── Items ──
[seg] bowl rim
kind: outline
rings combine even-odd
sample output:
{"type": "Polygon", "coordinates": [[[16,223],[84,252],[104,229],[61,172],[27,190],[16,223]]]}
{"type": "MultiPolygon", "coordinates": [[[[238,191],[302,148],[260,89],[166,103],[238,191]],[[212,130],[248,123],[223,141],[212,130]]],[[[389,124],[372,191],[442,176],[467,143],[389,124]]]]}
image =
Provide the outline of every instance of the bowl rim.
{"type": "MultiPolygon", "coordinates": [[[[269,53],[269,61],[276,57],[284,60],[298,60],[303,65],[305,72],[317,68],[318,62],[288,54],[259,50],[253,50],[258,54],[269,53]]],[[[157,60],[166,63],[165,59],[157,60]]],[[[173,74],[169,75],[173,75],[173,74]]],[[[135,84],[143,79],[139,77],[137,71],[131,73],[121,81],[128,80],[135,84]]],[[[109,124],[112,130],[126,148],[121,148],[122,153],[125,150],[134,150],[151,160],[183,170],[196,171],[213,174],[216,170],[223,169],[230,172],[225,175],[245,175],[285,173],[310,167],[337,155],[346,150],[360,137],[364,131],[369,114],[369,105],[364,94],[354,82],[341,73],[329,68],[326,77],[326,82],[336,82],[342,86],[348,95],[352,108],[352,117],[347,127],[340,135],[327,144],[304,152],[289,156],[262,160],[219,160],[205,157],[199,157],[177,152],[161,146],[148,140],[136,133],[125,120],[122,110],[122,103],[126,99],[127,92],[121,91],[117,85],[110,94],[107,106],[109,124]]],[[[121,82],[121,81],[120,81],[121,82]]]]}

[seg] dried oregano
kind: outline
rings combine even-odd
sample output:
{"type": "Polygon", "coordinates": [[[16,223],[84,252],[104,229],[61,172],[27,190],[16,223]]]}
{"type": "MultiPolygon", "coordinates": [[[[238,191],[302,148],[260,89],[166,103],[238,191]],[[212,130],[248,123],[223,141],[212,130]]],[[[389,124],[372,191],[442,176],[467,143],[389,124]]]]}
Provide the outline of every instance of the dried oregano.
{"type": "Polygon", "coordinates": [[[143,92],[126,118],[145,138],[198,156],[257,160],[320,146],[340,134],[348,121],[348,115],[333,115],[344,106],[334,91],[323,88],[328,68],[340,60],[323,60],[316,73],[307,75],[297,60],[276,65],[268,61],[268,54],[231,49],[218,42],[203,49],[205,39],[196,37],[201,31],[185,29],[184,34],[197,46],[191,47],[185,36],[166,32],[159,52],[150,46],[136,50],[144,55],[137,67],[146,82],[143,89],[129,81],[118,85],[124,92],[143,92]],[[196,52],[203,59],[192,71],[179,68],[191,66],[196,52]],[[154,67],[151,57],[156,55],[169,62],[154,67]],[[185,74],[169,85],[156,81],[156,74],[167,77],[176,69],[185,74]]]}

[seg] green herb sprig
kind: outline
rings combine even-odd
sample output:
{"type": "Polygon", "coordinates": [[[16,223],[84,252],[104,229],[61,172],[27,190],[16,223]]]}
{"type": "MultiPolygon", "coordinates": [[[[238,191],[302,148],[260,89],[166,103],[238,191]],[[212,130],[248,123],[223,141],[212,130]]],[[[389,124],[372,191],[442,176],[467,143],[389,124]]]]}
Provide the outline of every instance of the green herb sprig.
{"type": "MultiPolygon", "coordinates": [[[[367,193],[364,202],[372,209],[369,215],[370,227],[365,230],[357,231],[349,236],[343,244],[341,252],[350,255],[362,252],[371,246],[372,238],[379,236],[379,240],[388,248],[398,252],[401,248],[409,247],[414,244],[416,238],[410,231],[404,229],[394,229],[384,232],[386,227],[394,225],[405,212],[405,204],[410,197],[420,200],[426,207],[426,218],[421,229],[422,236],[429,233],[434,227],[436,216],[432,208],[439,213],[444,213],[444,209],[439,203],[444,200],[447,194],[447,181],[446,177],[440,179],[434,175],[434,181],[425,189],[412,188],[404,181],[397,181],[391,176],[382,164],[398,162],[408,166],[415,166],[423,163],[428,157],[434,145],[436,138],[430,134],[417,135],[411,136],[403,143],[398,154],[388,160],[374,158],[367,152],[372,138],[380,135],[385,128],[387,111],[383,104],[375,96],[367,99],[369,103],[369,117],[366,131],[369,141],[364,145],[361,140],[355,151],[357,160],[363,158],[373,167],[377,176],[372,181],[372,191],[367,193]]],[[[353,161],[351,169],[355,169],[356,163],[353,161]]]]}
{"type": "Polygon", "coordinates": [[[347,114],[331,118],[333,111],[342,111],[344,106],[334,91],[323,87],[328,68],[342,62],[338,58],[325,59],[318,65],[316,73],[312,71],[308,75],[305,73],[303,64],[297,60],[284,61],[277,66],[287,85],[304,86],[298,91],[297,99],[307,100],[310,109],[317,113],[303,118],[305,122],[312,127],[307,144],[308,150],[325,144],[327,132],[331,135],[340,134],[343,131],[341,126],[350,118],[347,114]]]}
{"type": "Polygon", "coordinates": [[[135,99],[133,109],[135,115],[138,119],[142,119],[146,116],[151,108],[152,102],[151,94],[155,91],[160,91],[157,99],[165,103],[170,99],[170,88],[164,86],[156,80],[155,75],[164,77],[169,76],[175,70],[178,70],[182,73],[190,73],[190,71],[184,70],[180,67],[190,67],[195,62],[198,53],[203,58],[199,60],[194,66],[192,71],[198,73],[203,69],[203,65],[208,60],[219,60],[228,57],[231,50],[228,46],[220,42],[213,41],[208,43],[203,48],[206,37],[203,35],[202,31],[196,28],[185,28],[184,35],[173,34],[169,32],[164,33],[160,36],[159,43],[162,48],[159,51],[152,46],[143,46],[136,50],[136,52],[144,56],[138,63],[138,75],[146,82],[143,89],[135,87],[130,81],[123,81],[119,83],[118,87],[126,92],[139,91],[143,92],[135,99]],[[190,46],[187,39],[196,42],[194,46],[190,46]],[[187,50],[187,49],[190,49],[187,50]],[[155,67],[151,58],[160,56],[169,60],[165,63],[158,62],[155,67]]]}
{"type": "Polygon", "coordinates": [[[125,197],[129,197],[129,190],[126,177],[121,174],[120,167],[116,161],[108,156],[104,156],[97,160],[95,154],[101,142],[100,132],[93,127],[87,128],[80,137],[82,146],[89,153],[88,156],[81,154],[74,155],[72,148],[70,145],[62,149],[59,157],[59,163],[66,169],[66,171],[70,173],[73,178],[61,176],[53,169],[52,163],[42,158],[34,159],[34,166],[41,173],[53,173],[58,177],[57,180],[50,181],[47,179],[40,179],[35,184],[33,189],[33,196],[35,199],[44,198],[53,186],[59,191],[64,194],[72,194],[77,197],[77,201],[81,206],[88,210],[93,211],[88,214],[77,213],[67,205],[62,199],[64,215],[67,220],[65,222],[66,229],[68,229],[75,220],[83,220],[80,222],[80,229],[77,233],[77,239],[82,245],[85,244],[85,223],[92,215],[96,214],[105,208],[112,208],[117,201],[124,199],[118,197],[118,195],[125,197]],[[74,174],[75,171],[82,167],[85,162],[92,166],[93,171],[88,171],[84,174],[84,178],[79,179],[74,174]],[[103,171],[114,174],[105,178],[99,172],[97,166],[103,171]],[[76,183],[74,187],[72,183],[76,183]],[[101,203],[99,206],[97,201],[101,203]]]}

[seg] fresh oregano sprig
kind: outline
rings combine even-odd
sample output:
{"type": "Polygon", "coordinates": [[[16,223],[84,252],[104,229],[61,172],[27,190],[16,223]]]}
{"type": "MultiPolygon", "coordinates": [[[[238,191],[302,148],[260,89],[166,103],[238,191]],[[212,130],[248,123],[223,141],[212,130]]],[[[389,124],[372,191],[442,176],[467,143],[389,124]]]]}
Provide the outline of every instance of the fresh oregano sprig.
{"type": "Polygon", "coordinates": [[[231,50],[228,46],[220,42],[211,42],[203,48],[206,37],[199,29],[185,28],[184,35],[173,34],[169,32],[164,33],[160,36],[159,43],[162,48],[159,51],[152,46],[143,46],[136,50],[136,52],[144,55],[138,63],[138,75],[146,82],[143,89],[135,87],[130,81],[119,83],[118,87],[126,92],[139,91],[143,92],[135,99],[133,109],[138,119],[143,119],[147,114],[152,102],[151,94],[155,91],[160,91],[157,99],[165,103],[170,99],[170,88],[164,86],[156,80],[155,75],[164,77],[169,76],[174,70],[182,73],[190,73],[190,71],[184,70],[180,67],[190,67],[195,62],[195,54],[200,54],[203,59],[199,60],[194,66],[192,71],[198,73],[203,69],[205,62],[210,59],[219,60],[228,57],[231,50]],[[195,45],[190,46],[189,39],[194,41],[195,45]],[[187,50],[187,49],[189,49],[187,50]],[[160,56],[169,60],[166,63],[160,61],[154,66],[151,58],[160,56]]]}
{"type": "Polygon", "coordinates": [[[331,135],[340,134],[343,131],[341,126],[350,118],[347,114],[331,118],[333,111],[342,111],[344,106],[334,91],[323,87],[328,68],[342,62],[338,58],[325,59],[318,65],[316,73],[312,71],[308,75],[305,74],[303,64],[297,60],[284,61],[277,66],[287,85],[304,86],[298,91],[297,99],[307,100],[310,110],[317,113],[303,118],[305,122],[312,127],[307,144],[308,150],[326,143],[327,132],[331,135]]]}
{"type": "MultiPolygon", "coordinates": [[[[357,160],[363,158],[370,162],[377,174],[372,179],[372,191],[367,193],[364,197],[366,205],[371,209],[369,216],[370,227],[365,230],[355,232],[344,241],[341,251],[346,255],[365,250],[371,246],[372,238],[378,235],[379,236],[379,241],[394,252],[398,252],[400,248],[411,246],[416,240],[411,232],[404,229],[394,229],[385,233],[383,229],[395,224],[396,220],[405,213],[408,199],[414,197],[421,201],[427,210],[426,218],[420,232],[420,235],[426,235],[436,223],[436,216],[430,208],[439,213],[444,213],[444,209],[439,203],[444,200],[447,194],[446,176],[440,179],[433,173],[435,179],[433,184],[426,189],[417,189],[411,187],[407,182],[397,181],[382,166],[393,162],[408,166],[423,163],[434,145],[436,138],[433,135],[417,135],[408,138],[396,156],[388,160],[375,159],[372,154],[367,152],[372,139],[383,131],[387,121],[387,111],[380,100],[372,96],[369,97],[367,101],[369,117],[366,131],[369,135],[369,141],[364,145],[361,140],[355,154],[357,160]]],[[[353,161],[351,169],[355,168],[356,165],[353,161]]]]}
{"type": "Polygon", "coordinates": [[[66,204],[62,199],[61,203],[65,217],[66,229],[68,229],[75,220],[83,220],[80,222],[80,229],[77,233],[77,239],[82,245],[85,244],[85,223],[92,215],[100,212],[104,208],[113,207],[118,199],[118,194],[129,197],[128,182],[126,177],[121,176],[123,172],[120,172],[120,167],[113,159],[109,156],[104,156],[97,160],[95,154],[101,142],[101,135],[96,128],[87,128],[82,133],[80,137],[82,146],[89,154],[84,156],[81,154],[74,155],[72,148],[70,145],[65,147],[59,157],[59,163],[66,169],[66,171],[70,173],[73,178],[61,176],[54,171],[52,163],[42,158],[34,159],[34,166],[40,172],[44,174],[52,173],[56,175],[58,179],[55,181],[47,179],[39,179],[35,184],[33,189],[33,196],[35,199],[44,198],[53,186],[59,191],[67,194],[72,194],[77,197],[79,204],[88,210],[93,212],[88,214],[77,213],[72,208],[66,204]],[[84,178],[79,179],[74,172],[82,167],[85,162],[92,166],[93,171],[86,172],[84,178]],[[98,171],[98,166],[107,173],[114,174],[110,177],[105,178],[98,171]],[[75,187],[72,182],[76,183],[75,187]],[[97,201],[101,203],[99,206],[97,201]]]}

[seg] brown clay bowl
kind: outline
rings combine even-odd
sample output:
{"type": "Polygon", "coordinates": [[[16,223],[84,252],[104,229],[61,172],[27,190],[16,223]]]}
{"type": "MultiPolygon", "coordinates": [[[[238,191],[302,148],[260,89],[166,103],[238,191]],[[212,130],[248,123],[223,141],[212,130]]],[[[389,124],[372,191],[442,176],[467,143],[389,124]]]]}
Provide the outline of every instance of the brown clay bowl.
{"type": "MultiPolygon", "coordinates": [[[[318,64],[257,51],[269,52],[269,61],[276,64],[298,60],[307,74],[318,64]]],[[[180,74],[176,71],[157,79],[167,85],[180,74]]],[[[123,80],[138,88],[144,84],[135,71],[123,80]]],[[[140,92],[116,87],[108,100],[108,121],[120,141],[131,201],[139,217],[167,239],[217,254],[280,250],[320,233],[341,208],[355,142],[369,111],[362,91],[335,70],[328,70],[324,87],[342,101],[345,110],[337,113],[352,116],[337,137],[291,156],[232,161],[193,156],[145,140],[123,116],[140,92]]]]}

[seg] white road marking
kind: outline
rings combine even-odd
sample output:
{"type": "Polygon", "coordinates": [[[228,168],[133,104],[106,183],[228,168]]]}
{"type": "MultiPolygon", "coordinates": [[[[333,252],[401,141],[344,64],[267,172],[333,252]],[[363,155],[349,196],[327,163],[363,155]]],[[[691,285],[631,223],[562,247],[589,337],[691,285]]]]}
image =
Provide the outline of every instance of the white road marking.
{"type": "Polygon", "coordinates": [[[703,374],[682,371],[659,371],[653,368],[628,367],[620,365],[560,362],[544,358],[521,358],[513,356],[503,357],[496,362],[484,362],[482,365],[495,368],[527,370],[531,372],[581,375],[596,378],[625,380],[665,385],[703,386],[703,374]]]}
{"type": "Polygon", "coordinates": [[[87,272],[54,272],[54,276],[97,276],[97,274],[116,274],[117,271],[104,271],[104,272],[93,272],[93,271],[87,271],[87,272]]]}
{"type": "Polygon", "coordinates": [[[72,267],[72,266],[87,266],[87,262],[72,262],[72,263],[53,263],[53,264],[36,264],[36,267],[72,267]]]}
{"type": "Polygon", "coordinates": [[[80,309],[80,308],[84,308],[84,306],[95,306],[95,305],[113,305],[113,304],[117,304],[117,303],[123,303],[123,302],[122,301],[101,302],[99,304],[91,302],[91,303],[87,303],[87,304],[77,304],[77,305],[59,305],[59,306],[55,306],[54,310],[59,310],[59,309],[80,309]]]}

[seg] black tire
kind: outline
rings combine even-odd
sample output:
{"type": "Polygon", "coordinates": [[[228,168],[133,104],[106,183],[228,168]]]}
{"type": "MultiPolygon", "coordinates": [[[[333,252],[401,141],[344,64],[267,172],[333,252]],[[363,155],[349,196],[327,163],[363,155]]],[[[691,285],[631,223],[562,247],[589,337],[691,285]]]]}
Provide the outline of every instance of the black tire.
───
**Task description**.
Copy the lines of the material without any change, starting at the line containing "[seg] green herb sprig" and continuing up to and including the line containing "Provide the outline of every instance of the green".

**The response**.
[seg] green herb sprig
kind: outline
rings combine even-odd
sample output:
{"type": "Polygon", "coordinates": [[[16,223],[84,252],[104,229],[61,172],[27,190],[16,223]]]}
{"type": "MultiPolygon", "coordinates": [[[[238,191],[302,148],[260,89],[166,103],[238,191]],[[212,130],[248,123],[223,141],[212,130]]],[[[389,124],[372,191],[442,176],[467,143],[389,124]]]]}
Provide the outline of every instance of the green herb sprig.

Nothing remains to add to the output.